_Actions to take_
1. From the text on the band Against, reproduce the passage starting at "- Origin: Brisbane, Queensland, Australia" and ending at "from Brisbane, Australia.".
2. Decide whether each statement agrees with the text on the band Against, answering yes or no and quoting the deciding words: (a) The group was formed in September 2001. (b) My Hate My Choice was the band's first EP. (c) The band has toured across Australia with Mindsnare.

- Origin: Brisbane, Queensland, Australia
- Genres: Hardcore punk
- Years active: 2001–present
- Label: Trial & Error Records
- Members: Greg Appleby Chris Dumble Chris Hill Ash McIntyre Michael Elmes
- Past members: Andrew Barber, Brett Kearney, Steve Blackaby
- Website: Official Against MySpace

= Against (Australian band) =

Australian hardcore punk band

Against is an Australian hardcore punk band from Brisbane, Australia.

== History ==
Vocalist Greg first formed the group in September 2001, with the intention of having fun with some friends and playing hardcore music with heart and a message.

After signing with Common Bond Records, Against recorded and released their second EP, entitled My Hate My Choice, to critical acclaim and has now sold over 2000 copies to date. Constant touring across Australia with bands such as Mindsnare and Champion, as well as sharing the stage with such bands as AFI, Terror, Madball, Cro-Mags, Boysetsfire and Silence The Epilogue, has helped pave their path to success and allowed them to thoroughly "road-test" their sound.

_Entries shown_
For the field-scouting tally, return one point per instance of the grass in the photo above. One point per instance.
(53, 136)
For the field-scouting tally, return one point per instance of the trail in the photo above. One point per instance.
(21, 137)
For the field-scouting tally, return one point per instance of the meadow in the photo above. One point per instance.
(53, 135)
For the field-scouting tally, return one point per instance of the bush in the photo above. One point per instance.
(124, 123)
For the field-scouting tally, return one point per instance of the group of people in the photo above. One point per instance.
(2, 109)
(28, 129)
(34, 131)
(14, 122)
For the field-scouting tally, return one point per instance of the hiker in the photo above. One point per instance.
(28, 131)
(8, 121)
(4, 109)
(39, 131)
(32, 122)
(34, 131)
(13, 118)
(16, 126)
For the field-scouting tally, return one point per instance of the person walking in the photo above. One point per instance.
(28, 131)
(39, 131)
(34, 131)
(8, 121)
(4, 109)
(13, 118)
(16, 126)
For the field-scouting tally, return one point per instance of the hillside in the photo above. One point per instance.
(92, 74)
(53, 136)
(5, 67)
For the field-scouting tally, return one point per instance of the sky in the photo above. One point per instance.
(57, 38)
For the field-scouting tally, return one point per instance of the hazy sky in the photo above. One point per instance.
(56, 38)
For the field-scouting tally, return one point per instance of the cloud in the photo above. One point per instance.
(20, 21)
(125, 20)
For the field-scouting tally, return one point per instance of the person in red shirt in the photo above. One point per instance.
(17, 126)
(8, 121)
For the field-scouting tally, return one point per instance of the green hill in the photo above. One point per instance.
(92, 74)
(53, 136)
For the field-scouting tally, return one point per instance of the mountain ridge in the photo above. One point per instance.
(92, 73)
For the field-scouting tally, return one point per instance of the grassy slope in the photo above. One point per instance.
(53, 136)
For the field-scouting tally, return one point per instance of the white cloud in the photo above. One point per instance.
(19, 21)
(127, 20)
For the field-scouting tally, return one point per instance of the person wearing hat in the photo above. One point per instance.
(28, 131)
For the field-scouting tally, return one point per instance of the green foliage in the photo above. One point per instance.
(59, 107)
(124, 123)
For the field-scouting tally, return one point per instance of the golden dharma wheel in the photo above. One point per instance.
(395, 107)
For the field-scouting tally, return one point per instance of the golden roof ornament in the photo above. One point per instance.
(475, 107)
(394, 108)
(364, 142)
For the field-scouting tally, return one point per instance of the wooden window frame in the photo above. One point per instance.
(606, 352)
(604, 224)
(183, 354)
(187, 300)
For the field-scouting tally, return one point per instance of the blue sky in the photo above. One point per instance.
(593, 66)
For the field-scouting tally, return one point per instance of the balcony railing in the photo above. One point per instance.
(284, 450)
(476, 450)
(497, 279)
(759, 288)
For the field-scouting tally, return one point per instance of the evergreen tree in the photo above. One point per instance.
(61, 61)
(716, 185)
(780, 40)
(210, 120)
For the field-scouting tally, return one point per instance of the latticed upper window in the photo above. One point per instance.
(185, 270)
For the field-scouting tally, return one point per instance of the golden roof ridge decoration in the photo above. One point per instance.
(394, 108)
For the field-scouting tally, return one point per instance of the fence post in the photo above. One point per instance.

_Responses in order_
1.
- Origin: Brisbane, Queensland, Australia
- Genres: Hardcore punk
- Years active: 2001–present
- Label: Trial & Error Records
- Members: Greg Appleby Chris Dumble Chris Hill Ash McIntyre Michael Elmes
- Past members: Andrew Barber, Brett Kearney, Steve Blackaby
- Website: Official Against MySpace

= Against (Australian band) =

Australian hardcore punk band

Against is an Australian hardcore punk band from Brisbane, Australia.

2.
(a) Yes: "Vocalist Greg first formed the group in September 2001"
(b) No: "their second EP, entitled My Hate My Choice"
(c) Yes: "Constant touring across Australia with bands such as Mindsnare and Champion"